* **Your task**:
Count the lines in the records below that contain the word "wheel", and give only that count.

* **Exercise materials**:
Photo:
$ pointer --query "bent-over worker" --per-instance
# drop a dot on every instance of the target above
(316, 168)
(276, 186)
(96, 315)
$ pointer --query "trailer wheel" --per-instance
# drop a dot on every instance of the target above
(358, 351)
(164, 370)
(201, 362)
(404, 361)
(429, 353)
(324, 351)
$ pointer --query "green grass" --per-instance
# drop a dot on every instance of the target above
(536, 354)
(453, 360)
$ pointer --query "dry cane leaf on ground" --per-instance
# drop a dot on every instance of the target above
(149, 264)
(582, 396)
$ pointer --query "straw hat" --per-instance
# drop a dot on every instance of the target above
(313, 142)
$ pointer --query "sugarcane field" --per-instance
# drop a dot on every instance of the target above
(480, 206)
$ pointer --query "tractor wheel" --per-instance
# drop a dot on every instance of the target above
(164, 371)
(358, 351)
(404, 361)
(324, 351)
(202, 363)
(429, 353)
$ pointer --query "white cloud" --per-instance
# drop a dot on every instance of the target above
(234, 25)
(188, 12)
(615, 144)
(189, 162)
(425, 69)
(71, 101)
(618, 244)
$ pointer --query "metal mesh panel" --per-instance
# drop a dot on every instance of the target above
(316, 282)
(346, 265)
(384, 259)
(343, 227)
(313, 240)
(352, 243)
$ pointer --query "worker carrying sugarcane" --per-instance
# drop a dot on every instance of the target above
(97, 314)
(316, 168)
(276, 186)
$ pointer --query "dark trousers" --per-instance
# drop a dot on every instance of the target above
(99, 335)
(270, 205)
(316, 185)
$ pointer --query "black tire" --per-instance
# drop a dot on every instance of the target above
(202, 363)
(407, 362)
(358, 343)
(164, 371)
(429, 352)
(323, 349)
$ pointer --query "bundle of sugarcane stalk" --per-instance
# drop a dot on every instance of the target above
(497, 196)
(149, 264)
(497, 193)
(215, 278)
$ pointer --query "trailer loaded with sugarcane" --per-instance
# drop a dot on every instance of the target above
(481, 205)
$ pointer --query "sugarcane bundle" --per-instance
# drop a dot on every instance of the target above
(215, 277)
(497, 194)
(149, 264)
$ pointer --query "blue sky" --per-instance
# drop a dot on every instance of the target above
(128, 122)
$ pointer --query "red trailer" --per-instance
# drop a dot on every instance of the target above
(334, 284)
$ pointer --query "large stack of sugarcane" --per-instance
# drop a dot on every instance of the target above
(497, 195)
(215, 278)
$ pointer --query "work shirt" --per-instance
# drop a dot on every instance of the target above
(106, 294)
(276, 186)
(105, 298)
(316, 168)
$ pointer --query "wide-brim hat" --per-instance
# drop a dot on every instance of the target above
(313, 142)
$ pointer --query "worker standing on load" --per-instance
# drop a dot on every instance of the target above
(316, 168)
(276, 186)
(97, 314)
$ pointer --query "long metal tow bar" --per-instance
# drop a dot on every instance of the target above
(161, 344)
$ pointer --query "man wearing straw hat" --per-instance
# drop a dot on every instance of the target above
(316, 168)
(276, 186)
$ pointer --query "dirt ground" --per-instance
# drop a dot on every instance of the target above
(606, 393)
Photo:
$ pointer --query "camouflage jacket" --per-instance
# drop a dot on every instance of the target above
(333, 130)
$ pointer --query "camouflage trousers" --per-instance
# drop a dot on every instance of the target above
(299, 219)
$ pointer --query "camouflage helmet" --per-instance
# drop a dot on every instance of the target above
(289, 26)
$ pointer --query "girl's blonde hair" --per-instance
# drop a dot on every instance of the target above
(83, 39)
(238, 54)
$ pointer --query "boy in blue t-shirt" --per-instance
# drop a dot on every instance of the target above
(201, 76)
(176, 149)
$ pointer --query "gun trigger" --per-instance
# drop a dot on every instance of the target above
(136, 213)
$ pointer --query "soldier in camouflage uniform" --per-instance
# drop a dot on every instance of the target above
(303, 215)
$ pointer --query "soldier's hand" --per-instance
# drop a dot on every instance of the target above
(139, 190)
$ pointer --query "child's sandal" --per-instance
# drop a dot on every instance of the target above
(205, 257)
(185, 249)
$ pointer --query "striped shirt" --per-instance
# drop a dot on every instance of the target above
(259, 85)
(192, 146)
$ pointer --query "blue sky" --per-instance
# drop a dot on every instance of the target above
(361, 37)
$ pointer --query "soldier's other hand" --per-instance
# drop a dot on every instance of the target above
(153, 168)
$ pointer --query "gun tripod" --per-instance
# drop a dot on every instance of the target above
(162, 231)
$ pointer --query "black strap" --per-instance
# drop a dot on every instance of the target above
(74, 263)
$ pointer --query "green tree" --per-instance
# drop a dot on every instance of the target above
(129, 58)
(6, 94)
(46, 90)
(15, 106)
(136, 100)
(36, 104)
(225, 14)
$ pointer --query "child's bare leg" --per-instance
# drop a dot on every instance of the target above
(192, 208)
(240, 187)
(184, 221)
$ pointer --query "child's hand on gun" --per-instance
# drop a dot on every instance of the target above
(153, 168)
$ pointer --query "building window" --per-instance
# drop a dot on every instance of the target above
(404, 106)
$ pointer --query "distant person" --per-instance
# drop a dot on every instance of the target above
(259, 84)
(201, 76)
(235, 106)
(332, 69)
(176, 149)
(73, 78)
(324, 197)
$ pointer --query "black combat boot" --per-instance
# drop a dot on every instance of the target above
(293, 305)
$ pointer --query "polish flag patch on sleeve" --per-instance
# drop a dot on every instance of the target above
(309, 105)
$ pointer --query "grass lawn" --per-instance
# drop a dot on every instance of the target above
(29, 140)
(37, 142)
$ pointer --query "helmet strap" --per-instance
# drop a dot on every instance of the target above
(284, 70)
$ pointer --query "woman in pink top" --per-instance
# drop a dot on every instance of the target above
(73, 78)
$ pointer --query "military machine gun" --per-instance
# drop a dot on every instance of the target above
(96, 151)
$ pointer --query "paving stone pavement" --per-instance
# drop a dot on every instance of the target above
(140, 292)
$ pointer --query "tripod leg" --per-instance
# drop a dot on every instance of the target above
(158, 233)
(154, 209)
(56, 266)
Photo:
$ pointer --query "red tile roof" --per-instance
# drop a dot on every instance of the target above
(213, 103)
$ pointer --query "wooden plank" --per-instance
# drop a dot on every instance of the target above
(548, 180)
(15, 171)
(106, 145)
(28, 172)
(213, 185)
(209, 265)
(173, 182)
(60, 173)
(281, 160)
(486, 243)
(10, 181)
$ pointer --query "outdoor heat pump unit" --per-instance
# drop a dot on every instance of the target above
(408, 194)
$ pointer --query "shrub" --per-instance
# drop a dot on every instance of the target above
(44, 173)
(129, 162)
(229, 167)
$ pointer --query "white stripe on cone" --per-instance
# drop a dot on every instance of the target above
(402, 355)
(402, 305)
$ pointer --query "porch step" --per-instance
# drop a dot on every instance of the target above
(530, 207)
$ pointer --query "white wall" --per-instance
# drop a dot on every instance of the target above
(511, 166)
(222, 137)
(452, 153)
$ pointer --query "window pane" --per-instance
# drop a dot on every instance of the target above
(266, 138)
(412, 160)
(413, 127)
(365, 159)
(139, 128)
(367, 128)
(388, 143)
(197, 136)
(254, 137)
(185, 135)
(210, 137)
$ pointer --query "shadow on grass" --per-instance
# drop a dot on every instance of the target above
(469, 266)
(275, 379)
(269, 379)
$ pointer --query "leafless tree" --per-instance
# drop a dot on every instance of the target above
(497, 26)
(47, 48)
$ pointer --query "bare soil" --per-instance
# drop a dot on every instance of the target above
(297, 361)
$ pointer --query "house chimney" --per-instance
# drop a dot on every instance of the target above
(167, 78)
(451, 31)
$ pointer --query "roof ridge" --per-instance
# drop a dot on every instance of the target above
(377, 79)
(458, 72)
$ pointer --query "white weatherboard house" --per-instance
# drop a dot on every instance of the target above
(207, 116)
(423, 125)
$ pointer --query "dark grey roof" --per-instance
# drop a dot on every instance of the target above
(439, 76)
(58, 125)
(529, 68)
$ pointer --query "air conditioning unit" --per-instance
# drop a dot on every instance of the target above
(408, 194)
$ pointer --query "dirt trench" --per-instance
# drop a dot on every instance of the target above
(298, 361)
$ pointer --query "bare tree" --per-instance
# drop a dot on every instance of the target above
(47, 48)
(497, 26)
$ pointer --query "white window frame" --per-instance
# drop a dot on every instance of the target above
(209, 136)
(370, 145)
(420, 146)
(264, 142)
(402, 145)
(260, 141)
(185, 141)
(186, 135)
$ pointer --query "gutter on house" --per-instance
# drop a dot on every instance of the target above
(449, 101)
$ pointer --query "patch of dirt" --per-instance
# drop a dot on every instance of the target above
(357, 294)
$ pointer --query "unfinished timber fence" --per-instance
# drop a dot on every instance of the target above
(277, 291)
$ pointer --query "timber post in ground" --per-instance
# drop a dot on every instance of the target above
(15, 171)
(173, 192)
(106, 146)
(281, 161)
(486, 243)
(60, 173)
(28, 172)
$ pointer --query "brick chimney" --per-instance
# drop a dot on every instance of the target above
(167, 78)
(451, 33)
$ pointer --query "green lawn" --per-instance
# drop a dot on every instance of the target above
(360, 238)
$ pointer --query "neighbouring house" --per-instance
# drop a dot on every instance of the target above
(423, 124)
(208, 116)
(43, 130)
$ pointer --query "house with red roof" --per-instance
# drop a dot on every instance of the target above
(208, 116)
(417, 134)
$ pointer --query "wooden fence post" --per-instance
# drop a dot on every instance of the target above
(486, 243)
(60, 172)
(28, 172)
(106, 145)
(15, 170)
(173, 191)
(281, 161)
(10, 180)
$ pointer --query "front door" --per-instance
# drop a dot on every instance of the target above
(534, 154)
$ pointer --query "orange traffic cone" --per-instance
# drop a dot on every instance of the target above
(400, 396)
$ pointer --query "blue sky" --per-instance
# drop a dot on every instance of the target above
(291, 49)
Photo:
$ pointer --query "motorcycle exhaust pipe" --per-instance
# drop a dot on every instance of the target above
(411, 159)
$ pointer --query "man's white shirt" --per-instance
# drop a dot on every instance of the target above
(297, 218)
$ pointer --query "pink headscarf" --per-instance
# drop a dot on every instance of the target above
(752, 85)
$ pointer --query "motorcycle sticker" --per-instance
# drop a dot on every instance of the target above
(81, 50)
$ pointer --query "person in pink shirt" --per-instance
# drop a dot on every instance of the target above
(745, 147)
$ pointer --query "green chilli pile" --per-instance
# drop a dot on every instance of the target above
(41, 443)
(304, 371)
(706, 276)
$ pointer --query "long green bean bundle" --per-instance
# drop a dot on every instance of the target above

* **Answer area**:
2